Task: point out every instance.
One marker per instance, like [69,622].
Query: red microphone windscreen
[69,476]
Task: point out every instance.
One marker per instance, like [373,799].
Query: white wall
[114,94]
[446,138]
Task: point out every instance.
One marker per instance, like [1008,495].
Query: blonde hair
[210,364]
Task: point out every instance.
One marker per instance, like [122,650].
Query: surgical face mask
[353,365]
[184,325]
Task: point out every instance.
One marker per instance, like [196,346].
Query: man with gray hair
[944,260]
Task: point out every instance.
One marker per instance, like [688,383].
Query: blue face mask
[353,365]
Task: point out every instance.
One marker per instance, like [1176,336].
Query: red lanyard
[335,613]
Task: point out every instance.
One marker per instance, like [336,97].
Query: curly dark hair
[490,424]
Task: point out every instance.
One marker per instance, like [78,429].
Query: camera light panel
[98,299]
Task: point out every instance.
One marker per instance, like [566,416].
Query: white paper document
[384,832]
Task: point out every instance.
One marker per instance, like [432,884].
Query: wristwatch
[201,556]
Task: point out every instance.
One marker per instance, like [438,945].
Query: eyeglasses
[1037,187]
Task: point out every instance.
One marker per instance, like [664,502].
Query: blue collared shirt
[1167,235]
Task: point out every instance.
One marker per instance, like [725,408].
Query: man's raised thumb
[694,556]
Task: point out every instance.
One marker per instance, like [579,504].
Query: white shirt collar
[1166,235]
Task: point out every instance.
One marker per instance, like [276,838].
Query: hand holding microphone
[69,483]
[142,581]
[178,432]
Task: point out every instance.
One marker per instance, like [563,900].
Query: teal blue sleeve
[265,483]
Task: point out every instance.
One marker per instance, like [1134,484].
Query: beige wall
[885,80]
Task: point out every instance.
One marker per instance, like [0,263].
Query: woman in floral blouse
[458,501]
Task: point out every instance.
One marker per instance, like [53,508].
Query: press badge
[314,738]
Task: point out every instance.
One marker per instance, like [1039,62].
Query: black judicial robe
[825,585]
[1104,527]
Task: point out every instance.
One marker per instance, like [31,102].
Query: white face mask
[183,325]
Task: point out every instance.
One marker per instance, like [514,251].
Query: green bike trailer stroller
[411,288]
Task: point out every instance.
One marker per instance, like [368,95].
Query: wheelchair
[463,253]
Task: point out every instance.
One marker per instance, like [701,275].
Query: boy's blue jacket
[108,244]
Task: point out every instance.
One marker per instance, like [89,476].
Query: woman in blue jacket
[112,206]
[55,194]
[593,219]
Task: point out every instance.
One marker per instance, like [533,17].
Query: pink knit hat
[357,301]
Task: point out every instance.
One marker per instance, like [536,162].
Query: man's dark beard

* Aim of the task:
Each line above must be reproduced exactly as it stands.

* Your response:
Task: point out every instance.
One marker per instance, like [69,622].
Query: red microphone windscreen
[69,476]
Task: point out every instance.
One marker per instance, like [373,799].
Query: white wall
[114,94]
[446,138]
Task: point out every instance.
One marker per instance, like [1008,495].
Query: blonde hair
[210,364]
Task: point out every instance.
One marker per instance, like [122,650].
Query: surgical face mask
[353,365]
[184,325]
Task: point out every instance.
One marker per instance, like [196,346].
Query: man with gray hair
[944,260]
Task: point out every instance.
One marker per instance, like [688,383].
Query: blue face mask
[353,365]
Task: point out every instance.
One marker per instance, like [1176,336].
Query: red lanyard
[335,613]
Task: point out every instance.
One marker per instance, like [336,97].
Query: curly dark hair
[490,424]
Task: point out every instance.
One marker per instance, like [78,429].
Query: camera light panel
[98,299]
Task: point out every instance.
One marker per instance, like [566,416].
Query: white paper document
[384,832]
Task: point out every instance.
One marker per instance, like [432,884].
Query: wristwatch
[201,556]
Task: point out every instance.
One marker per instance, like [438,945].
Query: eyeglasses
[1037,187]
Task: point out every instance.
One marker per instance, like [664,502].
Query: blue collared shirt
[1167,235]
Task: point out every instance.
One marker per instance, like [725,408].
Query: man's raised thumb
[694,556]
Task: point out every instance.
One marker per instance, like [579,504].
Query: white shirt collar
[1166,235]
Task: point out every instance.
One marker per instance, like [276,838].
Query: hand holding microphone
[69,483]
[142,581]
[178,432]
Task: point out every instance.
One marker per instance, like [563,900].
Query: teal blue sleeve
[265,483]
Task: point out every instance.
One marker per instance, like [1134,484].
Query: beige wall
[885,80]
Task: point out every instance.
One marker per instance, like [0,263].
Query: woman in floral blouse
[458,501]
Task: point out every instance.
One marker per instance, like [53,508].
Query: press badge
[314,738]
Task: point out every instance.
One marker per instance, like [1039,62].
Query: black judicial robe
[825,585]
[1104,527]
Task: point out every instance.
One marker per instance, like [31,102].
Query: white face mask
[183,325]
Task: point out every instance.
One marker per instance, like [514,251].
Query: green bike trailer stroller
[411,288]
Task: point out every instance.
One marker per instance, like [368,95].
Query: wheelchair
[463,253]
Task: point out every instance.
One marker per instance, like [701,275].
Query: boy's blue jacket
[108,244]
Task: point out every instance.
One marker per instance, like [89,476].
Query: woman in blue jacket
[112,206]
[55,194]
[593,219]
Task: point out every instance.
One marker per instance, like [533,17].
Query: pink knit hat
[357,301]
Task: point out every instance.
One marker per instance, like [536,162].
Query: man's dark beard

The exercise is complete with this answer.